▸ Stored records
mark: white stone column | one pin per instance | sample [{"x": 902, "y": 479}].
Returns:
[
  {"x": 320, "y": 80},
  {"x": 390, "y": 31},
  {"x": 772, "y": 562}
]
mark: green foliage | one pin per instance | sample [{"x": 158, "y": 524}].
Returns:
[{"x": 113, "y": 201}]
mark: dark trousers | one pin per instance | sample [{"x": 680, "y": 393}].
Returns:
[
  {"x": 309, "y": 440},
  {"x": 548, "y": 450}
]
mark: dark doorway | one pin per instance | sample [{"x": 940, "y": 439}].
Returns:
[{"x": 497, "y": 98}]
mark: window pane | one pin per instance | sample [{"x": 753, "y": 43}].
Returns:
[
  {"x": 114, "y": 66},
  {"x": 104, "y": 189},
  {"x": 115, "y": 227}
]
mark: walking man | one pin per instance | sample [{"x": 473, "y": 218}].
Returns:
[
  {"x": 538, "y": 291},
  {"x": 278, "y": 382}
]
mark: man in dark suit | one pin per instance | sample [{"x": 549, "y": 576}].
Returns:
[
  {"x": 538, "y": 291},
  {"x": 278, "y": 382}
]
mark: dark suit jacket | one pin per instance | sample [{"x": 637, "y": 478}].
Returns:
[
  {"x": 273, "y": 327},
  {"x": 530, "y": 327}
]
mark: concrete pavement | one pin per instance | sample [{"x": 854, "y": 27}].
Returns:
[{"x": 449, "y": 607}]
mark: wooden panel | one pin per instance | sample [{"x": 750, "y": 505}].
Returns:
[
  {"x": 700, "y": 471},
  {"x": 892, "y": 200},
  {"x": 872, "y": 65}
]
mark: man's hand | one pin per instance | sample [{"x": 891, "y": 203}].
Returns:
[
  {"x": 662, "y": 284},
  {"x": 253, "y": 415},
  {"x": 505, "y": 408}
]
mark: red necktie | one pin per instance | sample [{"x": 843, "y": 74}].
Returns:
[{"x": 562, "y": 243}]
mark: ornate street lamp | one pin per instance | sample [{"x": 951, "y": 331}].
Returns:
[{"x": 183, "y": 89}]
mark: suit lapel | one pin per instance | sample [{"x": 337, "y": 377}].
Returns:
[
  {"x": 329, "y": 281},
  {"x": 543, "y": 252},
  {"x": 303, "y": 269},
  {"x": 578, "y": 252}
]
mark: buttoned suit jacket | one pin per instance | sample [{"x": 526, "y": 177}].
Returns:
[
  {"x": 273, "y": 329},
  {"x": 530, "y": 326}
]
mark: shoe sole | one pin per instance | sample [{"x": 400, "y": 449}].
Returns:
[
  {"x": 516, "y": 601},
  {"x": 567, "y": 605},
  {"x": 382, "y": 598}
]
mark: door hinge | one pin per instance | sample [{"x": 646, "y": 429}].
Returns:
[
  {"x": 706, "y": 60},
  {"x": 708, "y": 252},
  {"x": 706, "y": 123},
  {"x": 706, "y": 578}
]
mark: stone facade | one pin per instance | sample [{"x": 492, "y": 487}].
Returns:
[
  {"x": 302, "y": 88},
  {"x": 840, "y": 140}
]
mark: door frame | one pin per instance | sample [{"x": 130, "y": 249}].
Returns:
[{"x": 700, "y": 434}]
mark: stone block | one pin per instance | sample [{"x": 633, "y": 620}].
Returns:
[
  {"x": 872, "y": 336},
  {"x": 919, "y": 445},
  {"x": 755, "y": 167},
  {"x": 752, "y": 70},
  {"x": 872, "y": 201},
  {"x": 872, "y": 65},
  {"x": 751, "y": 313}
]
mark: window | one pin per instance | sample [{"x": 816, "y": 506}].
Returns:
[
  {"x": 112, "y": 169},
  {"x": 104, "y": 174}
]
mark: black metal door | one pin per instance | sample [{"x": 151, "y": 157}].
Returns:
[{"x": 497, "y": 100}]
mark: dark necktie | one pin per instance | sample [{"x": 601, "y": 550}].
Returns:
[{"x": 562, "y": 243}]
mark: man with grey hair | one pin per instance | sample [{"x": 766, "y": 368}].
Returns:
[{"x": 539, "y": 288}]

▸ Required work
Copy out the part of the items that opens with the line containing "mark: man with" and closes with the last line of the items, requests included, and shift every x and y coordinate in the answers up by 74. Leave the sample coordinates in the requests unchanged.

▸ Expected output
mark: man with grey hair | one pin per instance | sample [{"x": 766, "y": 368}].
Returns:
[{"x": 613, "y": 362}]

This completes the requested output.